- Fragmento seleccionado:
+---+

Stefan Zweig (Montaigne)

LA DEFENSA DE LA CIUDADELA

En toda la obra de Montaigne he encontrado una única fórmula, una única afirmación categórica, siempre repetida: <<La cosa más importante del mundo es saber ser uno mismo>>. Ni una posición, ni los privilegios de la sangre o del talento hacen la nobleza del hombre, sino el grado en que consigue preservar su personalidad y vivir su propia vida. Por eso, el arte más elevado entre todos es el de la conversión de uno mismo: <<Entre las artes liberales, empecemos por el arte que nos hace libres>>, y nadie lo ha ejercitado mejor que él. Por un lado parece una aspiración muy modesta, pues a primera vista nada sería más natural que el hombre se sintiera inclinado a <<conducir él mismo su vida siguiendo su disposición natural>>. Pero, bien mirado, ¿hay algo más difícil en realidad? Para ser libre hay que carecer de deudas y lazos y, sin embargo, estamos atados al Estado, a la comunidad, a la familia; nuestros pensamientos están sometidos a la lengua que hablamos. El hombre aislado, completamente libre, es un fantasma. Es imposible vivir en el vacío. Consciente o incoscientemente, somos por educación esclavos de las costumbres, de la religión, de las ideologías; respiramos el aire de la época.

+---+

- Datos registrados:
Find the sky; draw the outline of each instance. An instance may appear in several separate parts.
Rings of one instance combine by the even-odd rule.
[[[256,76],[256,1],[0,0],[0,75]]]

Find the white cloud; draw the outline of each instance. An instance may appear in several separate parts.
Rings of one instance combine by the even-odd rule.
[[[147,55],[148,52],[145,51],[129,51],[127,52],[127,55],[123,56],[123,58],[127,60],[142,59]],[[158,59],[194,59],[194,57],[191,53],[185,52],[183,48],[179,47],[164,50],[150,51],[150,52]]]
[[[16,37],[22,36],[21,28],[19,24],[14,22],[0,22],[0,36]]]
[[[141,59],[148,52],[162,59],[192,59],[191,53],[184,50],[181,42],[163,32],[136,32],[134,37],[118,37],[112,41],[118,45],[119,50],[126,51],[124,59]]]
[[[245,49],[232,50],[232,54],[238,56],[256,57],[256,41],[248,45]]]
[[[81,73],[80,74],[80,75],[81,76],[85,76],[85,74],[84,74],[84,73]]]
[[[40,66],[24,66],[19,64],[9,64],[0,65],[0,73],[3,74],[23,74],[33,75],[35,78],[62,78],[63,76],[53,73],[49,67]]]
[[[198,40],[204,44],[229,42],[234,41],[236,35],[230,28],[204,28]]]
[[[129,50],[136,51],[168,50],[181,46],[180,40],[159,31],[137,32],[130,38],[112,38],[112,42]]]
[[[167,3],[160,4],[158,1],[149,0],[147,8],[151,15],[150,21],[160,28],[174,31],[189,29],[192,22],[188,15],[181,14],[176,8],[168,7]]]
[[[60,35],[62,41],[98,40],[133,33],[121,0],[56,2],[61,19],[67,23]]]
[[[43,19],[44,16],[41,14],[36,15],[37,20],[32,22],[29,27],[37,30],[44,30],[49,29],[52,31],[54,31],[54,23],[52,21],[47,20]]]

+---+

- Enunciado 1:
¿De qué somos esclavos por educación, según el fragmento sobre Montaigne? Nombra todo lo que menciona.
- Enunciado 2:
Responde a partir del fragmento sobre Montaigne:
(a) ¿Cuál es, según la única afirmación categórica de Montaigne, la cosa más importante del mundo?
(b) ¿A qué están sometidos nuestros pensamientos?
(c) ¿Qué es el hombre aislado y completamente libre?
Los datos no guardan relación alguna con el fragmento.

- Respuesta 1:
De las costumbres, de la religión y de las ideologías.

- Respuesta 2:
(a) Saber ser uno mismo.
(b) A la lengua que hablamos.
(c) Un fantasma.